Information supplied
****

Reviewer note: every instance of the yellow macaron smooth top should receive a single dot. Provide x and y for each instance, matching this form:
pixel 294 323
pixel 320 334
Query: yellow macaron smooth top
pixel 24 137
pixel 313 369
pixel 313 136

****

Instructions for the task
Write out the lines above exactly, but only from the one containing "pixel 294 323" through the last one.

Answer to the problem
pixel 294 323
pixel 320 334
Query: yellow macaron smooth top
pixel 24 137
pixel 313 369
pixel 313 136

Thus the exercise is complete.